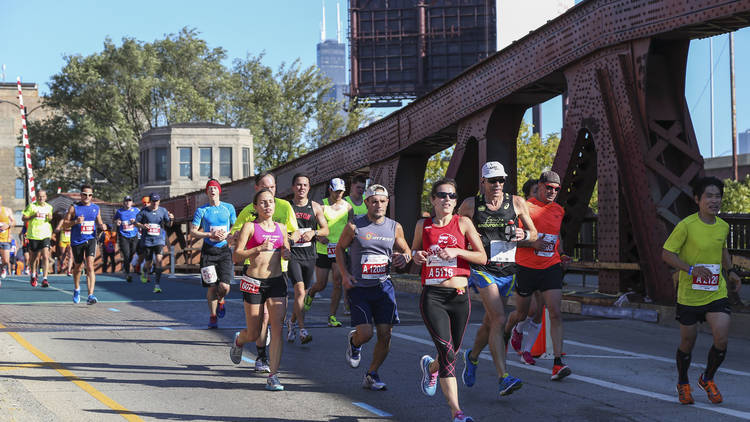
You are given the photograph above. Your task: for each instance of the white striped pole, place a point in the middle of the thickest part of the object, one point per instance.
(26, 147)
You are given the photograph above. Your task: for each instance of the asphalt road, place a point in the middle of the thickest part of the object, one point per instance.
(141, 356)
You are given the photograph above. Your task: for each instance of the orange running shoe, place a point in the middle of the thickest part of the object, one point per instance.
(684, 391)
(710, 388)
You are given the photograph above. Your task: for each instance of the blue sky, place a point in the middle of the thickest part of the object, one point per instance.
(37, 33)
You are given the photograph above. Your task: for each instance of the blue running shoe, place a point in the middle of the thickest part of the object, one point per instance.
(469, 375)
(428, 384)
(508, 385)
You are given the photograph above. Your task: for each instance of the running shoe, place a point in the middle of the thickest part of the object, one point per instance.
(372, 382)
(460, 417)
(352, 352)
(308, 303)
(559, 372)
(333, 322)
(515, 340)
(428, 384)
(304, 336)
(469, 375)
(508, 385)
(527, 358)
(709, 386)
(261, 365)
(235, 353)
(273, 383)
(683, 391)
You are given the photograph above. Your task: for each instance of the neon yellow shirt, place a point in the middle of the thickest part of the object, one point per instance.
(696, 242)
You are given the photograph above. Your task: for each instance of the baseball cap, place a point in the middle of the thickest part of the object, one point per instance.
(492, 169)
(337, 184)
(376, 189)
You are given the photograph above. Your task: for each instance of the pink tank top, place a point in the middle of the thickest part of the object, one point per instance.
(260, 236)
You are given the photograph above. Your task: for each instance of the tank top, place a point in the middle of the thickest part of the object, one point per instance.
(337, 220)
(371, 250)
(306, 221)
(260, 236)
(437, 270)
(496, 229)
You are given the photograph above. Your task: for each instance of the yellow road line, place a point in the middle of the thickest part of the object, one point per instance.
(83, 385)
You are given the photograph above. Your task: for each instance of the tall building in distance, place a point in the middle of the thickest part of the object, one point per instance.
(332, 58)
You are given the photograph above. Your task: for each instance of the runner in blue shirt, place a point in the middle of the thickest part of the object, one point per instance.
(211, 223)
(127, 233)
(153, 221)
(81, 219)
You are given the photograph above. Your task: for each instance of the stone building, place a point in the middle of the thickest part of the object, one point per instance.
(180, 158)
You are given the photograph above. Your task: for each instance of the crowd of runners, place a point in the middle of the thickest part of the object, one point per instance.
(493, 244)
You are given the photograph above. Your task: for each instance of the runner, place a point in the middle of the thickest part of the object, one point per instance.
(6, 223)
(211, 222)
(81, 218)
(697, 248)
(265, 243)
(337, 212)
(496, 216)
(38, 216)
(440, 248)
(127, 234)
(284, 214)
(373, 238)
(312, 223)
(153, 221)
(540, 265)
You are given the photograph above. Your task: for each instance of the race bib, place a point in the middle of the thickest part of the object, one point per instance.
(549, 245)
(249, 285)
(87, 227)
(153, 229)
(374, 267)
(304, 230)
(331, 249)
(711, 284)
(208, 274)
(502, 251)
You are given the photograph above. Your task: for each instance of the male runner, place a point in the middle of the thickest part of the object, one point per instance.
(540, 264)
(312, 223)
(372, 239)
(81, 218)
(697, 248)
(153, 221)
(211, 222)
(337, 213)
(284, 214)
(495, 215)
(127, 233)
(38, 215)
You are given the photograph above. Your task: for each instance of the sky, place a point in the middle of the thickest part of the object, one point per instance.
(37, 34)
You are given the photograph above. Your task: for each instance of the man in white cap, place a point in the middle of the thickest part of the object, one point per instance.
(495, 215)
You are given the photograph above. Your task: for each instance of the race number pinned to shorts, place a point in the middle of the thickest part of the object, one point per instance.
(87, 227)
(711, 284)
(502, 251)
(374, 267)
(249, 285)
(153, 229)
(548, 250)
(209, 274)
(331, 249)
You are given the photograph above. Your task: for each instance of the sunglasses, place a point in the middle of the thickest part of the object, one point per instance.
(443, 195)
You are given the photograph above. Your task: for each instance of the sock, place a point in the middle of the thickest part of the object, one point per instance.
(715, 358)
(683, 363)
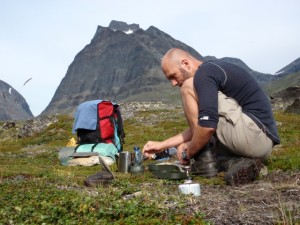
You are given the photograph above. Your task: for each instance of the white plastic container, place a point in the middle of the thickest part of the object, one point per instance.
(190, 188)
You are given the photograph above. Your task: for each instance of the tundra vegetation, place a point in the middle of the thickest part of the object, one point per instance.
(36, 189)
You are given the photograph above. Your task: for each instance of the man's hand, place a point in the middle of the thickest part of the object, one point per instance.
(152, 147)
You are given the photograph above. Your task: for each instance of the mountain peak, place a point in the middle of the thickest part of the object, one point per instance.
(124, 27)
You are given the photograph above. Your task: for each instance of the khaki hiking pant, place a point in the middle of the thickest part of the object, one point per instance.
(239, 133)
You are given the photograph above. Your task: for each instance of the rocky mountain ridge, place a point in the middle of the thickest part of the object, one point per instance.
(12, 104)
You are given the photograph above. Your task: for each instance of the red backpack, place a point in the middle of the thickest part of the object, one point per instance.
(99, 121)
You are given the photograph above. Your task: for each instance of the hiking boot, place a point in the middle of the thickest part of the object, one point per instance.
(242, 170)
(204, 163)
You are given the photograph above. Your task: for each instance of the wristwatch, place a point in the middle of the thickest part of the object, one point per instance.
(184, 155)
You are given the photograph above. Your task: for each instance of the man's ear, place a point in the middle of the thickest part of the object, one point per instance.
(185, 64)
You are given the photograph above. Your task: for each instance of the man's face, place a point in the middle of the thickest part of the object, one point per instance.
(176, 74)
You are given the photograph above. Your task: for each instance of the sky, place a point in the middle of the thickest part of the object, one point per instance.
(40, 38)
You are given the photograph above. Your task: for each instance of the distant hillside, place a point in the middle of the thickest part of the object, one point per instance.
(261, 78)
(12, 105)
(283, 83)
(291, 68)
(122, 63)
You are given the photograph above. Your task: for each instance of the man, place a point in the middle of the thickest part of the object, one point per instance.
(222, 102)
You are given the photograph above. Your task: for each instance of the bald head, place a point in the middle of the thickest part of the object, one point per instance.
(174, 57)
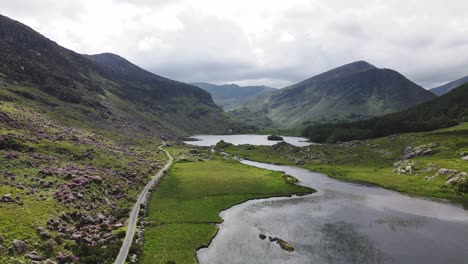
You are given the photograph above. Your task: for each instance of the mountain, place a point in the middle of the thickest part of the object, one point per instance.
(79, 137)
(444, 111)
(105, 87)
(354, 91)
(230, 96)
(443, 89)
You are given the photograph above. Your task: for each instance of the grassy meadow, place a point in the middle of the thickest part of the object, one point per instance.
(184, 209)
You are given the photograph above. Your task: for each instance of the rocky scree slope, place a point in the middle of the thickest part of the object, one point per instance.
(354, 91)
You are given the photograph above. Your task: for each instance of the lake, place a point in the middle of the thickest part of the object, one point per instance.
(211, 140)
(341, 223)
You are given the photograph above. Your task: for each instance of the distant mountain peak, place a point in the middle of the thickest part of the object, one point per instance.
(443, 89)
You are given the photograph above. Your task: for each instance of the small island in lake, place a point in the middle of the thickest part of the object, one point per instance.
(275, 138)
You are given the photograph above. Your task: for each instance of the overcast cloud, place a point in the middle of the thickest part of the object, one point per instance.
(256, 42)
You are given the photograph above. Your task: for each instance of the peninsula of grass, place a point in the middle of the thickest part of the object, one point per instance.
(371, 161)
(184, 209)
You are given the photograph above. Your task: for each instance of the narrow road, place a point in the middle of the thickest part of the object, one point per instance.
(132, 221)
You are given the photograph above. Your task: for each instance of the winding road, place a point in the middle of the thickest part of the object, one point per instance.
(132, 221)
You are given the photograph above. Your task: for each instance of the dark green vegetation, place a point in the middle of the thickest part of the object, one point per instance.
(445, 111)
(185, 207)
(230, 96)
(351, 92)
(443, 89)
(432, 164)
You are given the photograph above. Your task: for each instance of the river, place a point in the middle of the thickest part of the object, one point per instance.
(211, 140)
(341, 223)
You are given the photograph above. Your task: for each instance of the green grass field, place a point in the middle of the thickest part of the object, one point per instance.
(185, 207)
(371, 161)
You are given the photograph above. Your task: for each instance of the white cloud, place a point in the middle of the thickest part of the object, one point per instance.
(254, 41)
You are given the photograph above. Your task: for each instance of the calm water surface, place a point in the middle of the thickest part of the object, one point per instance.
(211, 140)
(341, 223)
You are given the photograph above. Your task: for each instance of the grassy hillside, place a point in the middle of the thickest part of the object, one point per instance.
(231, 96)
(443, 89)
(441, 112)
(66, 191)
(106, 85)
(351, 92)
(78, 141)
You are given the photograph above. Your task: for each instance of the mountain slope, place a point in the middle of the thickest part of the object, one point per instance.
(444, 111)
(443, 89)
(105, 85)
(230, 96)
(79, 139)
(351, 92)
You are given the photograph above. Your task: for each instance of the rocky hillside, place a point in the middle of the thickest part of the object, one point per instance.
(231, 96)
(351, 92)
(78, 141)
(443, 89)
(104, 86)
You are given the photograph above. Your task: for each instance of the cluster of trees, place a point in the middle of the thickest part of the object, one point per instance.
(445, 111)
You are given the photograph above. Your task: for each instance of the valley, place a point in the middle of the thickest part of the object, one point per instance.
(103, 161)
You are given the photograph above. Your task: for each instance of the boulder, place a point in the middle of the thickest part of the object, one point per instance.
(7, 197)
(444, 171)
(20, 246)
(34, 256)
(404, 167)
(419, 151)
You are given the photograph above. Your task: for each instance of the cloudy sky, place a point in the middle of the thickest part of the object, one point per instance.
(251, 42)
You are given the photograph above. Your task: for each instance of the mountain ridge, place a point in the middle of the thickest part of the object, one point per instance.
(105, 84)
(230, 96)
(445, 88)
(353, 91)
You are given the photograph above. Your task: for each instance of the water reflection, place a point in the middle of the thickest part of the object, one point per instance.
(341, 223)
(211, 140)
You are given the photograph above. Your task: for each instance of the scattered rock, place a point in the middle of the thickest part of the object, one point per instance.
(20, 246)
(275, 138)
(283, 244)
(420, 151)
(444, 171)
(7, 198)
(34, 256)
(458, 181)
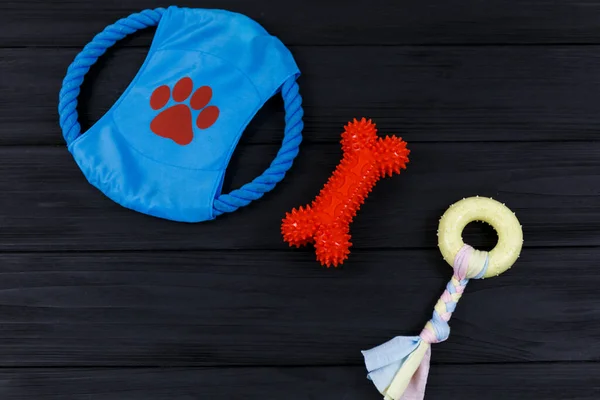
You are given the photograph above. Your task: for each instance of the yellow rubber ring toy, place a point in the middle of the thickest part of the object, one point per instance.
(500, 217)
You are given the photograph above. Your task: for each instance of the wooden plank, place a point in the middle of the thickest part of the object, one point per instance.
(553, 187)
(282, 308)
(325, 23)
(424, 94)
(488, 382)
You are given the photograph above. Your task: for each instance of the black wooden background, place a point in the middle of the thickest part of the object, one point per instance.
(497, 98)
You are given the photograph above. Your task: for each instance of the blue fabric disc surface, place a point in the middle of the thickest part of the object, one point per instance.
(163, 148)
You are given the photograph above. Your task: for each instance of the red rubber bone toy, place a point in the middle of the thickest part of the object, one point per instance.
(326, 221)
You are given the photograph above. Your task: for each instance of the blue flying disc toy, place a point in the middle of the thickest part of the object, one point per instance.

************

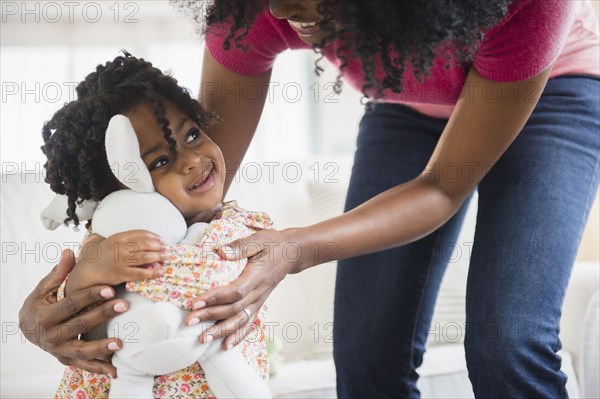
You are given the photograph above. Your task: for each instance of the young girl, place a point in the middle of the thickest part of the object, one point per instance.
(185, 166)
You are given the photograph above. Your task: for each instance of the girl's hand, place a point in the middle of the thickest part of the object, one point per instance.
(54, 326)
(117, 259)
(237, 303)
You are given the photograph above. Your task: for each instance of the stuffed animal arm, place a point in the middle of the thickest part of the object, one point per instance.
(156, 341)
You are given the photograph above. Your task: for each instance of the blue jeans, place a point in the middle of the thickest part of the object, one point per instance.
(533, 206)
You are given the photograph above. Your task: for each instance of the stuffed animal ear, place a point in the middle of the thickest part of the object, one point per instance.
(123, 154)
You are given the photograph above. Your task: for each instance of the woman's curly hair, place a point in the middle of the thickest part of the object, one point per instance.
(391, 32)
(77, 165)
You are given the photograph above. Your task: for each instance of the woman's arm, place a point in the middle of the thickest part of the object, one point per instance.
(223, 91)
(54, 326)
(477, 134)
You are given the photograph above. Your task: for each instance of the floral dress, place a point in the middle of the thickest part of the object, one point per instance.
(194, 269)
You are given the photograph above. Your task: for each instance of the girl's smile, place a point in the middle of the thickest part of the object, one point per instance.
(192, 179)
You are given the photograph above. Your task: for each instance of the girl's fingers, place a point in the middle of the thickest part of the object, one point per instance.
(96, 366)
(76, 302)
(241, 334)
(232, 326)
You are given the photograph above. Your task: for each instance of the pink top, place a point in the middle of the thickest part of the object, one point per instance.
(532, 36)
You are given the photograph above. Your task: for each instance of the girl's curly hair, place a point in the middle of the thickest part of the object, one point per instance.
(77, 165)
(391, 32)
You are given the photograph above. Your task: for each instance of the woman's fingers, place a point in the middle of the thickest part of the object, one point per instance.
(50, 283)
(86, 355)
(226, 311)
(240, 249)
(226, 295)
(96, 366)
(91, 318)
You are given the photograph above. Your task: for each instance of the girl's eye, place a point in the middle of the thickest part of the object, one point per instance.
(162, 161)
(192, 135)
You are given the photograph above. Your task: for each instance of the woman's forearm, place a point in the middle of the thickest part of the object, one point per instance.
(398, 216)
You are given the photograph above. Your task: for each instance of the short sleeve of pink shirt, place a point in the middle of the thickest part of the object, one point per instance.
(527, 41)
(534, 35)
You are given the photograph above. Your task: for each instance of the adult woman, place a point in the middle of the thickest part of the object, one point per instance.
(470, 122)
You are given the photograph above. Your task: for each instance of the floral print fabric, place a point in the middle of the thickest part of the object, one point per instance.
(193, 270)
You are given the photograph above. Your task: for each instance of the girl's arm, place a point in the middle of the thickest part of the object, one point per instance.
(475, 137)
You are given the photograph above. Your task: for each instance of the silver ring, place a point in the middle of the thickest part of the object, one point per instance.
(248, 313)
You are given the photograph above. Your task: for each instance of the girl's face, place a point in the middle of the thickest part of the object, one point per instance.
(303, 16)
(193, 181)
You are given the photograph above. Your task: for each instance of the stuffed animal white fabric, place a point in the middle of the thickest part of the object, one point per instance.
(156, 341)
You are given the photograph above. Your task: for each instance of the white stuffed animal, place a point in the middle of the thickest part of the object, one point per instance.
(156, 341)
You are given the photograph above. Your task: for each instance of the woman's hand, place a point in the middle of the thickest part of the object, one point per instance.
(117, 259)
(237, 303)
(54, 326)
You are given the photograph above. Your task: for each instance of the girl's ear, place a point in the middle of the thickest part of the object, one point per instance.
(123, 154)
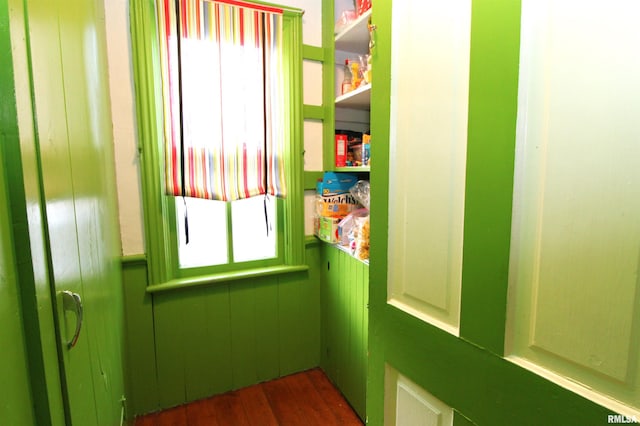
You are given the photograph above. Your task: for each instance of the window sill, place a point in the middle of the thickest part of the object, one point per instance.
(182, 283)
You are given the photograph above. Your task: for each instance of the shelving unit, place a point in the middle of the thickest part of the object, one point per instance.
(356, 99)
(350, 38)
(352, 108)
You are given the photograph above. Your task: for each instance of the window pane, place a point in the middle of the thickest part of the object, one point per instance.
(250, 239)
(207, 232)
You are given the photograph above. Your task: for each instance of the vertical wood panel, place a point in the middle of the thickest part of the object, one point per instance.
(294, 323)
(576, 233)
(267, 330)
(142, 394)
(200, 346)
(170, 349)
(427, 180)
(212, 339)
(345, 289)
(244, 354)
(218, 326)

************

*Task brief:* Gather every line of the records above that contains the word "hair", copying each one in full.

*Answer to this task:*
You are given the photograph above. Your task: for each instance of the woman's curly hair, place a point in the middle of the thickest part of the object, one point per instance.
You are given the photograph above. Your task: for each instance of the girl's curly hair, place a point in the middle of the thickest part of the object, one point per instance.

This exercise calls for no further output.